CONSIGNE |
Répondez à ces questions sur le texte consacré aux douleurs anales et rectales :
(a) À quoi la douleur de l’abcès anal marginal est-elle due ?
(b) Comment la muqueuse de l’anus rouge congestif est-elle décrite ?
(c) Chez quelles personnes le fécalome survient-il le plus souvent ?

TEXTE À LIRE |
L’abcès anal marginal : Il est généralement évident : tuméfaction péri-anale, rouge et chaude, exquisément douloureuse et infiltrant la fosse ischio-anale. La douleur est due à la mise en tension des espaces péri-anaux par la collection suppurée. L’orientation du malade vers la chirurgie doit etre rapide et précoce sans attendre la fluctuation et la fistulisation.
Les collections suppurées extra-anales : Sinus pilonidal, Hidrosadénite suppurée, Maladie de Crohn, Gangrène gazeuse.
Les lésions dermatologiques variées : Eczéma anal suintant, surinfecté qu’il soit lié ou non à l’action de thérapeutique locale associée à des lésions de grattage, Mycoses, Herpès périnal, Zona.
2. Les douleurs canalaires
L’abcès intra-canalaire : Le contexte fonctionnel est identique à celui de l’abcès marginal avec une rétention urinaire associée fréquente. L’examen note souvent une béance anale et le toucher ano-rectal perçoit une voussure indurée, remontant plus au moins haut dans le canal anal et dans le rectum. L’anuscopie montre une saillie muqueuse qu’il ne pas confondre avec la thrombose hémorroïdaire interne ou avec une formation tumorale. Le doute est levé lorsque ces manoeuvres provoquent l’ouverture de l’abcès, libérant un flot de pus qui soulage totalement le patient.
La thrombose hémorroïfaire interne : L’examen de la marge anale est normal. Le toucher perçoit une masse saillante et sensible. L’anuscopie confirme le diagnostique montrant une saillie sombre et bleuâtre.
L’anus rouge congestif : Il est à l’origine de douleurs canalaires plus ou moins rythmées par les selles. La muqueuse est hypervascularisée, rouge, oedématiée. Une cryptite et/ou une papille sont souvent associées.
Le fécalome : Il survient le plus souvent chez des personnes âgées, alitées. L’examen montre un anus atone et béant. Le diagnostic est évident au toucher rectal : le rectum est rempli de selles très dures. Une forme clinique est représentée par le bariolythe qui peut survenir dans les suites d’un examen radiologique (transit oeso-gastro-duodénal, transit du grêle, lavement baryté).
Le cancer anal : La douleur est variable, peu évocatrice mais la situation facilement visible et perceptible de ces cancers permet facilement le diagnostic qu’il s’agisse d’une forme classique (ulcération, végétation indurée), ou trompeuse (forme fissuraire, condylomateuse, inflammatoire...)
3. Les douleurs rectales
Les formations tumorales : Elles sont l’arrière-pensée permanente devant tout signe d’appel rectal (faux besoins, émission glairo-sanglantes...). Les douleurs sont variables, parfois associées à des douleurs de topographie plus basse et correspondent alors à un envahissement des structures périrectales.
Le diagnostic et l’attitude thérapeutique reposent sur la rectoscopie de la rectosigmoïdoscopie.

DONNÉES À EXAMINER |
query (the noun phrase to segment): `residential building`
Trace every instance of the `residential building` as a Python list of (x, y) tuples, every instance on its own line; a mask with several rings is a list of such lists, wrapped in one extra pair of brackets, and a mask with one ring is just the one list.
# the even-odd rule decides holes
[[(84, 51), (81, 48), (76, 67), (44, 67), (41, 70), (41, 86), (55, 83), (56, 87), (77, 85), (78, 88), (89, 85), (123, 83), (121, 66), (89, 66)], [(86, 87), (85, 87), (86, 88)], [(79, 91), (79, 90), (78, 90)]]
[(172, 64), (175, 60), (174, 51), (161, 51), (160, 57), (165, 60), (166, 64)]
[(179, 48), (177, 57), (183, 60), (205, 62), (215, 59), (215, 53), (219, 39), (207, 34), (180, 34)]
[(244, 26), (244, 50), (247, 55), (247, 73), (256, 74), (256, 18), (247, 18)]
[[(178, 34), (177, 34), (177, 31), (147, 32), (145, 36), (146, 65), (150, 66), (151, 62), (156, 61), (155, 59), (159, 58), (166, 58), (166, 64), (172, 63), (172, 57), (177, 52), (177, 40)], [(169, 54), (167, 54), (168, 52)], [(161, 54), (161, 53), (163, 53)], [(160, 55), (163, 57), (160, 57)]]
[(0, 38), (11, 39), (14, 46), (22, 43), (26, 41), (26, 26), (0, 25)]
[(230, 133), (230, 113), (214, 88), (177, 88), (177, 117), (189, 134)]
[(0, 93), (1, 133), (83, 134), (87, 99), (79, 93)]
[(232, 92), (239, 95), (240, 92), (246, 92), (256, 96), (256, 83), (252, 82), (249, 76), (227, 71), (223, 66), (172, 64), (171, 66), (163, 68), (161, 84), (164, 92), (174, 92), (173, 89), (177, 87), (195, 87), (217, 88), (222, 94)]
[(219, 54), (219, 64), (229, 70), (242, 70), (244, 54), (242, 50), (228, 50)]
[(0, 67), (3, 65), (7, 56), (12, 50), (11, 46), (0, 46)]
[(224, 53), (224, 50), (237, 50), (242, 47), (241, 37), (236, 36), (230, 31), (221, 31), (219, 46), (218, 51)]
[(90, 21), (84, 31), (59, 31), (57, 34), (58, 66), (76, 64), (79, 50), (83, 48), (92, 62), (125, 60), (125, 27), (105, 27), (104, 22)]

RÉPONSE RÉDIGÉE |
(a) Elle est due à la mise en tension des espaces péri-anaux par la collection suppurée.
(b) Elle est hypervascularisée, rouge et oedématiée.
(c) Il survient le plus souvent chez des personnes âgées, alitées.